[Task directions] Return every line of the data that contains the string "wall".

[Records from a dataset]
■ ■ ■ ■ ■

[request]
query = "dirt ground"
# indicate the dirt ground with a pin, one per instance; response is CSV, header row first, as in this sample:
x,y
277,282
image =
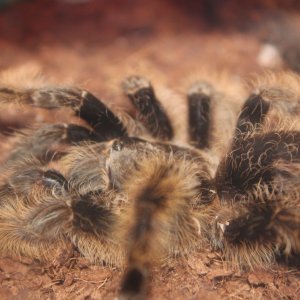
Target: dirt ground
x,y
95,44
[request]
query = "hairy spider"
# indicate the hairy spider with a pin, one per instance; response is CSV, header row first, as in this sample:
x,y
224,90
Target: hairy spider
x,y
127,195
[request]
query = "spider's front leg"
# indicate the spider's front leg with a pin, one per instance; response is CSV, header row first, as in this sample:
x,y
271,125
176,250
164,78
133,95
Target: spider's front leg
x,y
89,108
48,143
33,214
149,110
199,103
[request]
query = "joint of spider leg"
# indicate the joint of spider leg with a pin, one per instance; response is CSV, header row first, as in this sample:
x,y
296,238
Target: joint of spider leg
x,y
199,103
55,180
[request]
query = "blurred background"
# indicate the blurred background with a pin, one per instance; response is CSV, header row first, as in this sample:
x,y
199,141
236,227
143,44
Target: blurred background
x,y
96,43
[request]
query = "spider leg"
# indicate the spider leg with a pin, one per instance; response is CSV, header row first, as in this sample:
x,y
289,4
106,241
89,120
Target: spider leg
x,y
83,103
252,113
257,183
199,104
34,212
50,142
149,110
94,227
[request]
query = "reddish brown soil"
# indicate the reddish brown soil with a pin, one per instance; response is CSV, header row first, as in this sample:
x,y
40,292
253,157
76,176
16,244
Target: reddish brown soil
x,y
95,45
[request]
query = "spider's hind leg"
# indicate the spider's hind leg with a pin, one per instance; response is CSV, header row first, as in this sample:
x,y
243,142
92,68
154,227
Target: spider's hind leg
x,y
150,111
252,113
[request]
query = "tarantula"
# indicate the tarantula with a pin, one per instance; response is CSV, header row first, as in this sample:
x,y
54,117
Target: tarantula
x,y
127,195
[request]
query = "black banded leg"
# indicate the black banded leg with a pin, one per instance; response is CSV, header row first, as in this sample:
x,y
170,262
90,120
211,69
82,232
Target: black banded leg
x,y
199,103
252,113
46,143
150,111
84,104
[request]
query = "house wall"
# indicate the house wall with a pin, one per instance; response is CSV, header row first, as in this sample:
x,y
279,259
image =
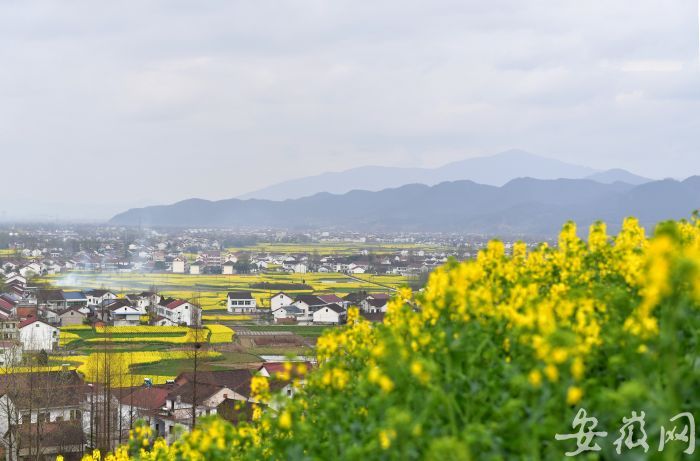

■ ■ ■ ■ ■

[Answer to the exercise]
query = "house wall"
# indicate the house wall with a pin, one per instance; response is CSV, header row first, as in this sample:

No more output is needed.